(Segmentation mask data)
Content starts

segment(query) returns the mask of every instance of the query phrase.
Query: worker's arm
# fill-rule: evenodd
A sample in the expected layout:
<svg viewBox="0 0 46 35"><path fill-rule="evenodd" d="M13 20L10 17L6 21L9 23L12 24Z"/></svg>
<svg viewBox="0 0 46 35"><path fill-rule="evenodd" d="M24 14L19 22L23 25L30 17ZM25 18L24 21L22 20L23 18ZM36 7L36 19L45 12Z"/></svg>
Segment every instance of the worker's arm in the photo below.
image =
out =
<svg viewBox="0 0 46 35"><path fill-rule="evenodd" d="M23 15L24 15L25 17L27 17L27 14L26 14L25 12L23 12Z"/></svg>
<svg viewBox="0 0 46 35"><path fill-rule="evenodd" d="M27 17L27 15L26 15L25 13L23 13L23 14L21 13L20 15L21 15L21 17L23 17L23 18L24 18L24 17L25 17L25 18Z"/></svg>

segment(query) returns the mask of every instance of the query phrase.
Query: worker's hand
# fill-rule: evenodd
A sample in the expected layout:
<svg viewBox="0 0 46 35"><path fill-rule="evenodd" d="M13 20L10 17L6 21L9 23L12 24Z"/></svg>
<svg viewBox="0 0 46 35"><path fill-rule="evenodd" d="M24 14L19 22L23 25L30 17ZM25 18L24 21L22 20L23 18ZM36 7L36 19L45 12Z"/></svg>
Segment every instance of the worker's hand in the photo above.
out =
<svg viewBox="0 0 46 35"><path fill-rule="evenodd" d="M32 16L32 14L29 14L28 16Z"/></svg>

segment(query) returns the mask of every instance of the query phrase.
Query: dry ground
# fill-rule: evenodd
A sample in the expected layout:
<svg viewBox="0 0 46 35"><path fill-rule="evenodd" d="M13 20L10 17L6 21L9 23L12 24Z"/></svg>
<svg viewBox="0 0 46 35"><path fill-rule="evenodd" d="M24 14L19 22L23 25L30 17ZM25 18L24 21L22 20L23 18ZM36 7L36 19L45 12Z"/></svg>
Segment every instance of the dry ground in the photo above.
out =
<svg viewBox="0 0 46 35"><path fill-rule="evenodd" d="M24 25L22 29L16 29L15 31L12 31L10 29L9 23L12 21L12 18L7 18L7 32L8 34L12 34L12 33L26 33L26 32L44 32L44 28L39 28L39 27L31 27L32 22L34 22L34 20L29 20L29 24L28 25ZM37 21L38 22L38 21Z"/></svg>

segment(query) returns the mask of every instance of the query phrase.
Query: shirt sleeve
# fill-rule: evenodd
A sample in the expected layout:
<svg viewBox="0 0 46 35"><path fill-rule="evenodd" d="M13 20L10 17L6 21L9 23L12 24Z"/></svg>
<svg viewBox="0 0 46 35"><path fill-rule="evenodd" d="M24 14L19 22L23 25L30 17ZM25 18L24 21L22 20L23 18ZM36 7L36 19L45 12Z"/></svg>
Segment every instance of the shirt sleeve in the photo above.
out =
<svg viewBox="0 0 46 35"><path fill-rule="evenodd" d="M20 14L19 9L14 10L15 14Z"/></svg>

Content ends

* To do:
If a line holds the string "above", it counts; please state how many such lines there are in the data, with nothing more.

* Answer to the problem:
3